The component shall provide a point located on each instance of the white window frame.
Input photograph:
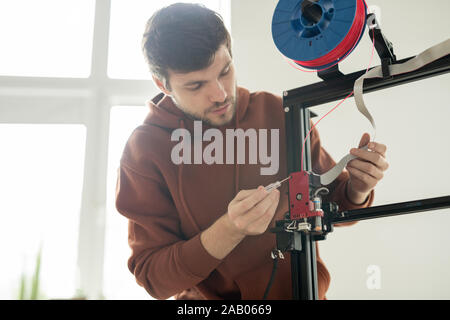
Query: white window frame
(86, 101)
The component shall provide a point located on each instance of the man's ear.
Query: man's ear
(160, 85)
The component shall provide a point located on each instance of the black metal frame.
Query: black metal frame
(296, 103)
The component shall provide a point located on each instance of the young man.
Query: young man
(198, 228)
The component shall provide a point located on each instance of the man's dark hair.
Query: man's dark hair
(183, 37)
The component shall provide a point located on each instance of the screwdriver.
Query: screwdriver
(275, 185)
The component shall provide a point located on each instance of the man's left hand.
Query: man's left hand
(365, 170)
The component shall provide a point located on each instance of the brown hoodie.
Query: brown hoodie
(169, 205)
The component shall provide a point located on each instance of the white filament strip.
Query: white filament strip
(436, 52)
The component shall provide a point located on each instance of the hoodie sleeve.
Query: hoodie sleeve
(322, 162)
(162, 261)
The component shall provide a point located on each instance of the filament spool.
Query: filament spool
(317, 34)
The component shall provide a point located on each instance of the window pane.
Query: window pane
(47, 38)
(127, 27)
(41, 170)
(119, 282)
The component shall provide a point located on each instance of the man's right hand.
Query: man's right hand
(251, 211)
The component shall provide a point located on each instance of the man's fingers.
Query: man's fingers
(364, 177)
(249, 217)
(366, 167)
(252, 199)
(371, 156)
(378, 147)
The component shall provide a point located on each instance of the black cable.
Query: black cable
(272, 276)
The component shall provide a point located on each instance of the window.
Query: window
(127, 27)
(41, 170)
(119, 282)
(46, 38)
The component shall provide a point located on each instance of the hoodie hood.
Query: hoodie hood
(165, 114)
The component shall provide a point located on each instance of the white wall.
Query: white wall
(412, 252)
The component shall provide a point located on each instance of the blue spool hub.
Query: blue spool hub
(305, 30)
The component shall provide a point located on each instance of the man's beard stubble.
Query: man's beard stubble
(194, 117)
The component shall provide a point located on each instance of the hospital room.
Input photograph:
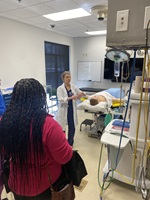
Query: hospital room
(81, 85)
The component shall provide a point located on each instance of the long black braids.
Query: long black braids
(22, 123)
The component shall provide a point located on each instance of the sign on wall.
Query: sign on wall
(89, 71)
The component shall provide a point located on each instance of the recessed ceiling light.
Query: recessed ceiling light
(69, 14)
(96, 32)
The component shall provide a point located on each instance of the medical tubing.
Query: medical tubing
(102, 186)
(121, 135)
(140, 174)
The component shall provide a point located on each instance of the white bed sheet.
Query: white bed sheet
(85, 105)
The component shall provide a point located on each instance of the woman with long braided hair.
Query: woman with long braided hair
(33, 141)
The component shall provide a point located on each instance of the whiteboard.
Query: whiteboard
(89, 71)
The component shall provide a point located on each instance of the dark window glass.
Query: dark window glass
(56, 62)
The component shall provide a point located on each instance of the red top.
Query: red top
(57, 151)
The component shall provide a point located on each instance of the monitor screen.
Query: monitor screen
(109, 69)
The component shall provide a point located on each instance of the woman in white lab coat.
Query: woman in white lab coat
(67, 95)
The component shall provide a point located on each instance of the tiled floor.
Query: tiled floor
(89, 149)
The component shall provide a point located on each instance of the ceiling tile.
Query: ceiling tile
(30, 12)
(4, 6)
(22, 13)
(41, 9)
(62, 5)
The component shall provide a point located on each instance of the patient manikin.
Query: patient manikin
(100, 98)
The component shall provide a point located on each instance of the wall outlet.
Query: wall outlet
(147, 17)
(122, 20)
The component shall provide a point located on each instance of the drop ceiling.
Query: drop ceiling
(31, 11)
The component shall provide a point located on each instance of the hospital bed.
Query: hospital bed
(100, 110)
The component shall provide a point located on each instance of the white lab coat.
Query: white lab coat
(61, 116)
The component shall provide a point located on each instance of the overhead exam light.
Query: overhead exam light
(117, 55)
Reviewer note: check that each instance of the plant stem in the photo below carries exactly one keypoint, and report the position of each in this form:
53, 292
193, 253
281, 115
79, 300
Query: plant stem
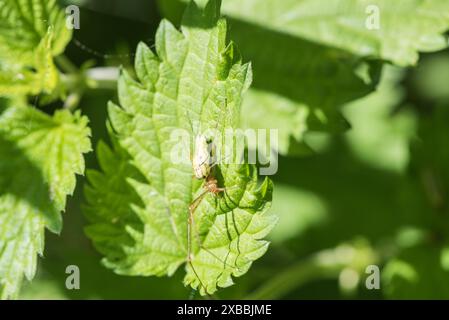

**Description of the task**: Print the listing verbatim, images excluded.

**Answer below**:
The component shall provide a point located on each instance of the white window frame.
Input photograph:
Query: white window frame
(86, 101)
The component shall provide a point located on each instance of the man's ear.
Query: man's ear
(160, 85)
The component shall provide a point located on each instance of the black metal frame.
Query: black metal frame
(296, 103)
The component shall provide a point located on each instance of the young man.
Query: young man
(198, 228)
The component shall provide a point located on each instance of the man's dark hair.
Query: man's dark hair
(183, 37)
The component shall provide a point located on each instance of the screwdriver.
Query: screwdriver
(275, 185)
The component shall provide a point located on each instance of the man's left hand.
Query: man's left hand
(365, 170)
The component shall provide a point located on each instance of the brown hoodie.
Query: brown hoodie
(169, 205)
The component shall provide a point located on each instance of the white filament strip.
Query: white filament strip
(436, 52)
The component shall provide a point located on each instance of the hoodie sleeve.
Query: hoodie sleeve
(322, 162)
(162, 261)
The component shall provide a point located on each instance of the filament spool.
Query: filament spool
(317, 34)
The component shall provide a point located on each instance of the window pane.
Query: window pane
(47, 38)
(127, 27)
(41, 170)
(119, 282)
The component shall provide a point located on each instance of the man's right hand.
Query: man's right hand
(251, 211)
The component shall provide a point located on each instance of the man's fingers.
Query: man's fingers
(364, 177)
(249, 217)
(366, 167)
(252, 199)
(371, 156)
(378, 147)
The component shall provide a point located on each instance of the black cable.
Query: black cable
(272, 276)
The component shall provide a point located on each instance of the window.
Query: window
(127, 27)
(41, 170)
(119, 282)
(46, 38)
The component shall provide a point located on each instance of the hoodie hood.
Query: hoodie hood
(165, 114)
The component shall provide a point located on each instance of the white wall.
Query: white wall
(412, 252)
The component shall provide a point located on each instance of the blue spool hub.
Query: blue spool hub
(305, 30)
The component shall provide a point located on each instance of the man's beard stubble.
Query: man's beard stubble
(194, 117)
The component shall provide a point located on each instance of the hospital room.
Input photograph:
Query: hospital room
(81, 85)
The component shall provide a point located on each instance of the long black braids.
Query: long black braids
(22, 123)
The component shall provide a point located on each instance of the sign on wall.
Query: sign on wall
(89, 71)
The component shall provide a point located on each instance of the recessed ceiling light.
Query: recessed ceiling light
(69, 14)
(96, 32)
The component shall provide a point located on each instance of the medical tubing.
Query: medical tubing
(102, 186)
(121, 135)
(140, 174)
The component shall provide a point located on each instance of the white bed sheet.
Query: white bed sheet
(85, 105)
The component shall provide a point located on each instance of the woman with long braided hair.
Query: woman with long braided hair
(33, 141)
The component shall provide a point located on each instance of the whiteboard.
Query: whiteboard
(89, 71)
The component shall provide a point located on each instance of the dark window glass.
Query: dark window glass
(56, 62)
The component shall provide a point located on each instance of the red top.
Query: red top
(57, 151)
The component shall provide a point located on each instance of the monitor screen.
Query: monitor screen
(109, 69)
The component shall provide a point located on each instance of the woman in white lab coat.
Query: woman in white lab coat
(67, 95)
The component shall provide a point located on each instance of the tiled floor.
Query: tiled floor
(89, 149)
The component shall provide a point located on each instance of the ceiling tile.
Query: ceiling tile
(30, 12)
(4, 6)
(22, 13)
(41, 9)
(62, 5)
The component shall provide a point located on each instance of the patient manikin.
Query: patient manikin
(100, 98)
The component shall provide a point located on each instance of the wall outlet.
Query: wall outlet
(147, 17)
(122, 20)
The component shall provide a point located on each instance of the drop ceiling.
Query: drop ceiling
(31, 11)
The component shall provide a point located on each instance of the hospital bed.
Query: hospital bed
(100, 110)
The component shall provide a point located on each instance of the white lab coat.
Query: white lab coat
(61, 116)
The component shall provide a point located on each instance of the overhead exam light.
Query: overhead exam light
(117, 55)
Reviewer note: check that each instance of the plant stem in the photo below carries exactly one keypoint, and report the position of each in this form:
53, 292
193, 253
281, 115
79, 300
Query: plant stem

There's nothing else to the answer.